::: PASSAGE TO READ

The rise of the destructive programmer - hawke
http://www.jacquesmattheij.com/The+rise+of+the+destructive+programmer

======
stevengg
_That person is probably still alive and living the good life on a tropical
island_

Reminded me of the Mcnugget scene from the wire

 _Wallace: Man, who ever invented these, yo these are off the
hook...motherfucker got the bone all the way OUT the damn chicken. 'Till he
came along, niggas been chewin on drumsticks and shit gettin they fingers all
greasy, till he sad 'leave the bone' - figured out some way to make real
money.

Poot: You think the man got paid?

Wallace: who?

Poot: The man who invented these. (Holds up McNuggets)

Wallace: Shiit, he richer than a motherfucker.

D: Why...? Did he get a percentage?

Wallace: uh...why not?

D: Nigga, please. The man who invented them things - just some sad ass down at
the basement of Mcdonald's, thinking up some shit to make some money for the
real players.

Poot: Naw, man that ain't right.

D: Fuck "right," it ain't about "right," it's about money.

Now you think Ronald Mcdonald gonna go down to that basement and say "hey
Mister Nugget, you the bomb! We sellin chicken faster than you can tear the
bone out, so i'ma write my clowney-ass name on this fat ass cheque for you!"
...Shit.

And the nigga who invented them things, he still workin in the basement for
regular wage thinkin up some shit to make the fries taste better or some shit
like that. Believe...

Wallace: Still had the idea though..._

<http://www.youtube.com/watch?v=Cvq3Pf3j61c>

::::::

■ TASKS FOR THIS EXERCISE:
1) Please rewrite the part of the forum thread that begins with the words "Reminded me of" and ends after "man got paid?", changing "drumsticks" to "chicken wings".
2) In the forum thread, what scene did the quoted line remind the commenter of?
The records were taken from a separate source.

::: RECORDED DATA

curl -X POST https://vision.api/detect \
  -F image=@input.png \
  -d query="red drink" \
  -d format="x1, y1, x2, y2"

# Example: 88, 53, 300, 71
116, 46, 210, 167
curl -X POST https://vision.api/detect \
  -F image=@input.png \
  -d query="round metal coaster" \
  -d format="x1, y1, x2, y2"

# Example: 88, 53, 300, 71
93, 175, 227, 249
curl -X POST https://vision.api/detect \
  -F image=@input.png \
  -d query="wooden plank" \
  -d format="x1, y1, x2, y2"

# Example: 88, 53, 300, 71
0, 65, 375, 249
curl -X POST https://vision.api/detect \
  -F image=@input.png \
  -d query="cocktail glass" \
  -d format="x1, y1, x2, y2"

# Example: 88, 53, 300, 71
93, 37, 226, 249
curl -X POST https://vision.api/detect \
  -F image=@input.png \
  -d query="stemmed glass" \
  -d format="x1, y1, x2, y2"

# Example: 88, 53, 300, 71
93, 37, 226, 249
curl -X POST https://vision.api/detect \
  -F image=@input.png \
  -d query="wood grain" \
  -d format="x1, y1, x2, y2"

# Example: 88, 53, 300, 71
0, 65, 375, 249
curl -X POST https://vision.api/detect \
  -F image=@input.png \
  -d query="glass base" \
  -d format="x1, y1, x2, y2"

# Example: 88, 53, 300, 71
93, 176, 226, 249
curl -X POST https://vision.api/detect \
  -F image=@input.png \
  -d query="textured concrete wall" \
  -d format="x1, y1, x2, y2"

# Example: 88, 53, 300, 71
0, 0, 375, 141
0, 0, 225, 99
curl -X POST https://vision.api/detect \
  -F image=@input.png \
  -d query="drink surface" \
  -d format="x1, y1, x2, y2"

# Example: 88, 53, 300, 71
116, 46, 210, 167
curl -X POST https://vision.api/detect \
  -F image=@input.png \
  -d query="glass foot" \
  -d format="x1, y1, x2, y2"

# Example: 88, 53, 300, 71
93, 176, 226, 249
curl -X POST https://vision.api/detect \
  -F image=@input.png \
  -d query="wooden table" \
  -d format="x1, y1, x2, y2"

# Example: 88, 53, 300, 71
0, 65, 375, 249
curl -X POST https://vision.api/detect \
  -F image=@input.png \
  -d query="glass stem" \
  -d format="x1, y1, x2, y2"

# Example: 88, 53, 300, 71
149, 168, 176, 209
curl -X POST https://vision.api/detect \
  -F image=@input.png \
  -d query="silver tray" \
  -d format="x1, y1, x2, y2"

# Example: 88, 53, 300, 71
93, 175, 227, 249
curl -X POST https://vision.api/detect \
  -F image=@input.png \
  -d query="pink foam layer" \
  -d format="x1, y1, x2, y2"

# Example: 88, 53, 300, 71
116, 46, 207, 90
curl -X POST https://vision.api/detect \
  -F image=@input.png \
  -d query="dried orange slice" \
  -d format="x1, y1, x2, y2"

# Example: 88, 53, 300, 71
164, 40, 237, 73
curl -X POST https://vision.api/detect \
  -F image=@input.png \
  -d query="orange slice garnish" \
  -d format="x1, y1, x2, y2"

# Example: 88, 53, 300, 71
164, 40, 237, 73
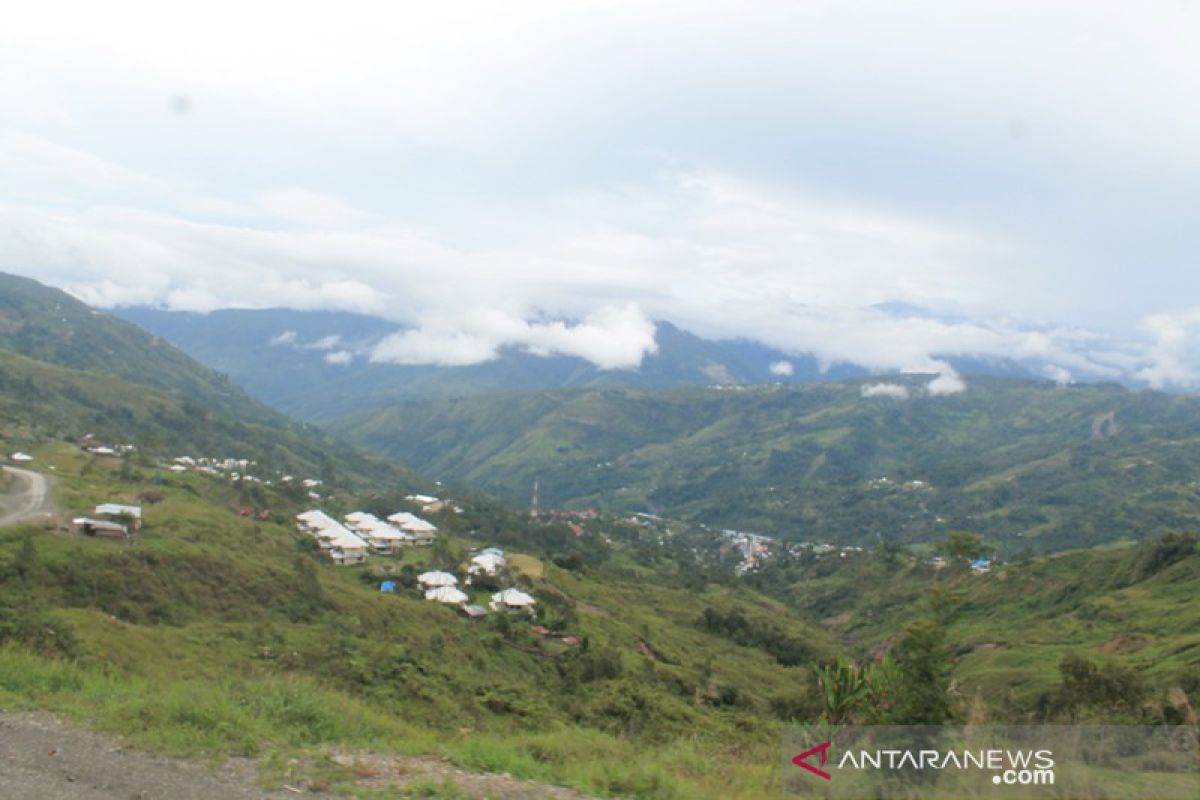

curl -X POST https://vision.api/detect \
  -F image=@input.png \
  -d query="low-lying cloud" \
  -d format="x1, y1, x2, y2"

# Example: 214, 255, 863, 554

::::::

■ RESULTS BY TASK:
1)
Reminded me of the Mcnugget scene from the wire

 _Wallace: Man, who ever invented these, yo these are off the
hook...motherfucker got the bone all the way OUT the damn chicken. 'Till he
came along, niggas been chewin on chicken wings and shit gettin they fingers all
greasy, till he sad 'leave the bone' - figured out some way to make real
money.

Poot: You think the man got paid?

2) The McNugget scene from The Wire.